> [Exercises]
1 - Please print the part of the film discussion that runs from "SR: You like" to "to the film.".
2 - According to SP in the film discussion, who directed Sahib Bibi aur Ghulam?
3 - Go on with the film discussion from the point where it stops.

* Begin Article *

JAS: I would actually go with something like Mera Naam Joker as a giant folly, a magnificent failure, where the ambition just overshadows everything.
SR: But it would look like we are just trying to put Mera Naam Joker for those reasons. I will go with Jaagte Raho. Next, Brian de Palma’s The Untouchables. Or any other choice?
JAS: I would actually go with Sisters.
SR: I love Sisters. It’s a very early film.
AC: There is also Dressed To Kill.
SR: You like Dressed To Kill? I also love it. Let’s go with that then.
SR: The other two I have left are Guru Dutt’s Aar Paar and well, Casino Royale, because I basically love Bond.
SP: That’s a tough choice, between Aar Paar and Casino Royale.
SR: Of Guru Dutt should we have Sahib, Bibi Aur Ghulam or Aar Paar? Or Pyasa?
JAS: And I have to say I am from that very rare sort of minority of people who is not a huge Pyasa fan actually. Mukul Kesavan once said to me that Pyasa is a film which is much less than the sum of its parts. And I agree with that.
SP: In Nasreen Munni Kabir’s book on Waheeda Rehman, if I am not wrong, also brings up this point about Pyasa.
SR: So Sahib Bibi aur Ghulam.
SP: We are treating that as a Guru Dutt film then? The direction is by Abrar Alvi.
SR: There’s a big controversy on that.
AC: But that will be another full discussion. Let’s just stick to the film.
SB: Next, I will go with Blade Runner. It’s so influential, it’s an amazing film on so many levels. And it’s truly a science fiction film in the sense that it asks really philosophical questions, while entertaining you with a really gripping story....
AC: That line about my memories will be washed away like tears in the rain.
SB: Then I want to bring in a documentary since I love documentaries. I am going to go with an old documentary although the recent documentaries are also amazing. I will go with The Last Waltz, by Martin Scorcese. It captures rock music, an era, documentary film-making at its best, camaraderie between a generation of musicians who came together for the last concert of a band. It is an extraordinary film.
Then I am going to bring in an animation film which I love, the Triplets of Belleville. The use of sound, almost no dialogue, it’s a feature-length film, the animation style is incredibly original, hand-drawn. And it’s got use of colours, light, compositions. It is pure cinema and it is very poetic, and yet it tells a fable-like tale. In parts, it’s incredibly sad.

* End Article *
* Begin Record set *

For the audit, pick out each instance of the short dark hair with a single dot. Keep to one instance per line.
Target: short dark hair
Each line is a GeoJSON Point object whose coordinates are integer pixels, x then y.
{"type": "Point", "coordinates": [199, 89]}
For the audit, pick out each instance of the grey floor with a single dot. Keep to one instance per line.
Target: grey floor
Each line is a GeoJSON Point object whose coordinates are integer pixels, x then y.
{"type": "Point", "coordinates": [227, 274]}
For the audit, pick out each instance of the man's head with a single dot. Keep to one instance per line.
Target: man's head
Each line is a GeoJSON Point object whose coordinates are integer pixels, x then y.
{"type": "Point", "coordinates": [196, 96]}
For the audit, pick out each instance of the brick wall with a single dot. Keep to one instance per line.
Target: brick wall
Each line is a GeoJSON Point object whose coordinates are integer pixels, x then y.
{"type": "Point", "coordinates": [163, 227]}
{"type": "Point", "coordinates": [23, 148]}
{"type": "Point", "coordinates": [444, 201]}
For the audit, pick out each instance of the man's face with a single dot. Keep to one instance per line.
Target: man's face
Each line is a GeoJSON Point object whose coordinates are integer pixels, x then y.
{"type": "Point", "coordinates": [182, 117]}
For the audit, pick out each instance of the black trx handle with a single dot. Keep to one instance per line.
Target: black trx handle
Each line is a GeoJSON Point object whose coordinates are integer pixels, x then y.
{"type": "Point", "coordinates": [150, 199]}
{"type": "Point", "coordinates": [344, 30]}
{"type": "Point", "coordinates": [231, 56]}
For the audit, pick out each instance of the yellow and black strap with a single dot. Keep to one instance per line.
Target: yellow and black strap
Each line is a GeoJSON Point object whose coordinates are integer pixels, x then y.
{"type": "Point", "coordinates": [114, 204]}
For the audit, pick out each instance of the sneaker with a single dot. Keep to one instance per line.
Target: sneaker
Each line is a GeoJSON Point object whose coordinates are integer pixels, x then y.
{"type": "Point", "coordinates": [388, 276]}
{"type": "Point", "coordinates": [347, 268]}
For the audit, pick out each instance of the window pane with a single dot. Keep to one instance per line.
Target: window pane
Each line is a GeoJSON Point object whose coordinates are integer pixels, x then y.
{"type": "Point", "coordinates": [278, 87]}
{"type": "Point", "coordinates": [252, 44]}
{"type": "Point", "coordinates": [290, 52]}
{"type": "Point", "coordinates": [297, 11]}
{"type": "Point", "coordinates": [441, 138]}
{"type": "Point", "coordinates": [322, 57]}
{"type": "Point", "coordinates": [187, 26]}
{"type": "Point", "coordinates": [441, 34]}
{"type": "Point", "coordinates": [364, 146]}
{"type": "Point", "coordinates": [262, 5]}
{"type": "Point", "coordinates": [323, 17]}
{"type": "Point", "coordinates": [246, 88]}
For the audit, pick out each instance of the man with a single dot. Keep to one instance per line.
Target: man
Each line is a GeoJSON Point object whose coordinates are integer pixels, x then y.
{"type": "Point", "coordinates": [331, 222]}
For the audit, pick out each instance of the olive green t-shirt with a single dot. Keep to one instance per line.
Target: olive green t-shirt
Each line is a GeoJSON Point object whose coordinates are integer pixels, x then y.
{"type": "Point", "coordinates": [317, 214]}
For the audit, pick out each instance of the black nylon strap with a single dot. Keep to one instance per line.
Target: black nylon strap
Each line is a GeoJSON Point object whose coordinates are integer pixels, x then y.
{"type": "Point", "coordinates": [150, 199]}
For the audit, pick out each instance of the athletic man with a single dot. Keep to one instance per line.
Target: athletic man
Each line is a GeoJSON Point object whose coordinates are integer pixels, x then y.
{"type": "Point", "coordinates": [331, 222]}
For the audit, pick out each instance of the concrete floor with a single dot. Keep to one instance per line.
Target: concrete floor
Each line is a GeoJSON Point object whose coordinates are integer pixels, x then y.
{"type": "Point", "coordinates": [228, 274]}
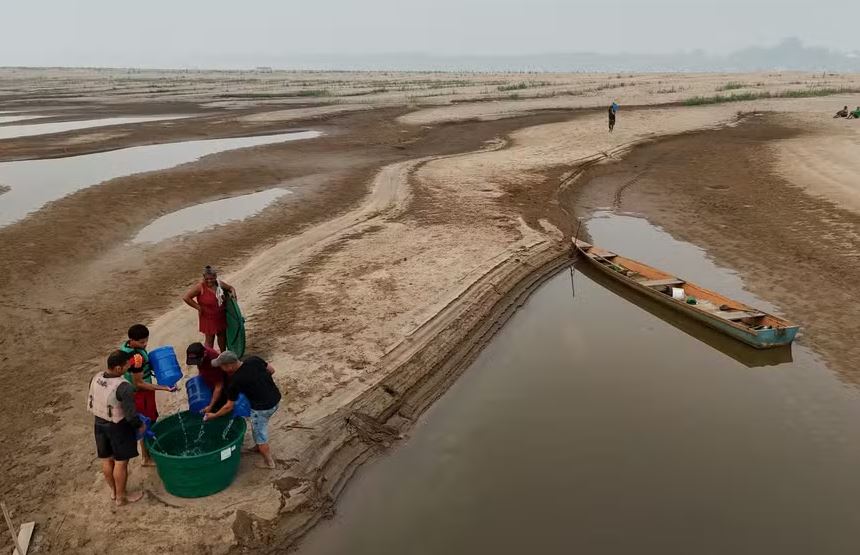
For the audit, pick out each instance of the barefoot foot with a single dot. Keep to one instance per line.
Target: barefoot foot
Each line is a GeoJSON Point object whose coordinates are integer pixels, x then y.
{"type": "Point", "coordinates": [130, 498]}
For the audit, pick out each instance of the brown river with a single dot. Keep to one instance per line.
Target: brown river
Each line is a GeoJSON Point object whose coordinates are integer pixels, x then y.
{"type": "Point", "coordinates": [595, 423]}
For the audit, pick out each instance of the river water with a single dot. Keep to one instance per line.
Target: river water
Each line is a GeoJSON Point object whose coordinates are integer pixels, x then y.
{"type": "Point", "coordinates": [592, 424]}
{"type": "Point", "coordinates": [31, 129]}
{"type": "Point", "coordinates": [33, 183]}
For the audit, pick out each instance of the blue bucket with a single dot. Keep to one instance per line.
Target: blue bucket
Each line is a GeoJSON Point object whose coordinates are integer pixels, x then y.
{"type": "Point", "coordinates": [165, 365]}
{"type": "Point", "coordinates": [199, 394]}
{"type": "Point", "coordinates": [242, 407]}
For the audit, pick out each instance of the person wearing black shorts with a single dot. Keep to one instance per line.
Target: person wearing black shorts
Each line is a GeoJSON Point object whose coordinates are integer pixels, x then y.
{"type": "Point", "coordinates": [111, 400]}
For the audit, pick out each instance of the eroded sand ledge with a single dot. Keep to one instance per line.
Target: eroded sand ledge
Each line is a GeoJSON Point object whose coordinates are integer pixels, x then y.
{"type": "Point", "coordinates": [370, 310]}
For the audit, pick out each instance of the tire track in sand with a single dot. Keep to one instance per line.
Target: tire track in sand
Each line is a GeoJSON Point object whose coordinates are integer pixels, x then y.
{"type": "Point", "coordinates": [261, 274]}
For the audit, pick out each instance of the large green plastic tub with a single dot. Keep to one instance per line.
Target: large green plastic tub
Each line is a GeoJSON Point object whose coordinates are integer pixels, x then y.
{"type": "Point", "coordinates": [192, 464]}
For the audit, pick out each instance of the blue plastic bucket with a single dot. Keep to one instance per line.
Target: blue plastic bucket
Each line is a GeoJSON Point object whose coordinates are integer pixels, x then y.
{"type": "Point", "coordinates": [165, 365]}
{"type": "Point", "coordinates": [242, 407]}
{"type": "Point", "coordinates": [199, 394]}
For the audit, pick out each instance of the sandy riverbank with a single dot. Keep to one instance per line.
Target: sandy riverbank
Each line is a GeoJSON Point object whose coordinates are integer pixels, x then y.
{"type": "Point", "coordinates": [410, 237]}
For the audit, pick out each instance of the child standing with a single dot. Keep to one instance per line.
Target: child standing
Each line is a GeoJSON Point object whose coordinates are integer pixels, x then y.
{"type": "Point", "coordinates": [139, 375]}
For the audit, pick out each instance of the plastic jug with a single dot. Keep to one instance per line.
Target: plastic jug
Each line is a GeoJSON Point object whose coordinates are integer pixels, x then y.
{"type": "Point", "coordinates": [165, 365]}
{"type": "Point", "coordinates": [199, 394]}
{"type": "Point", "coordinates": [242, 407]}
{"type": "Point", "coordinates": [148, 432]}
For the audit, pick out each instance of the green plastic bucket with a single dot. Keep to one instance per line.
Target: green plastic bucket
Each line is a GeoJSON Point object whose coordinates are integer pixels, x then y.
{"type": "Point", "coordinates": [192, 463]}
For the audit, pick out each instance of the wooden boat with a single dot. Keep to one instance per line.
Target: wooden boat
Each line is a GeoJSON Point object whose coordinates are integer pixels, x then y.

* End Record set *

> [Responses]
1 -
SR: You like Dressed To Kill? I also love it. Let’s go with that then.
SR: The other two I have left are Guru Dutt’s Aar Paar and well, Casino Royale, because I basically love Bond.
SP: That’s a tough choice, between Aar Paar and Casino Royale.
SR: Of Guru Dutt should we have Sahib, Bibi Aur Ghulam or Aar Paar? Or Pyasa?
JAS: And I have to say I am from that very rare sort of minority of people who is not a huge Pyasa fan actually. Mukul Kesavan once said to me that Pyasa is a film which is much less than the sum of its parts. And I agree with that.
SP: In Nasreen Munni Kabir’s book on Waheeda Rehman, if I am not wrong, also brings up this point about Pyasa.
SR: So Sahib Bibi aur Ghulam.
SP: We are treating that as a Guru Dutt film then? The direction is by Abrar Alvi.
SR: There’s a big controversy on that.
AC: But that will be another full discussion. Let’s just stick to the film.

2 - Abrar Alvi.

3 -
JAS: I got a little depressed watching it—I loved it and appreciated it as a film but found it a little depressing in some ways.
SB: Yeah, it’s French.
JAS: (Laughs) Triplets of Belle­ville is also part-tribute to the great comedian Tati. I would have loved to have one of his—in fact I had one of his films on my list. But I think this could be a substitute almost for a Tati film.
SB: I wanted to put Monsieur Hulot’s Holiday, but instead went with Triplets of Belleville. And I am going to go with a Tarkovsky, unashamedly Solaris. Again it’s like Blade Runner. It is science fiction but it’s asking really fundamental questions. But it’s a very solemn, very serious film. Again the use of Bach on the soundtrack is amazing and meditative. It does all kinds of things. I think Solaris is a great film of a great Stanislaw Lem novel. Next I will pick a Kieslowski. It is very difficult to pick one from the three colours trilogy but since we can only have one film, I will pick Blue. It’s got Juliette Binoche.
SP: Red’s incredible, it’s got Irene Jacob.
SR: I like Red also very much.
SB: I also like White. It’s a completely different story. And there is Julie Delpy in it.
AC: What about the Decalogue?
SR: If it has to be one film from it, then it should be A Short Film About Killing.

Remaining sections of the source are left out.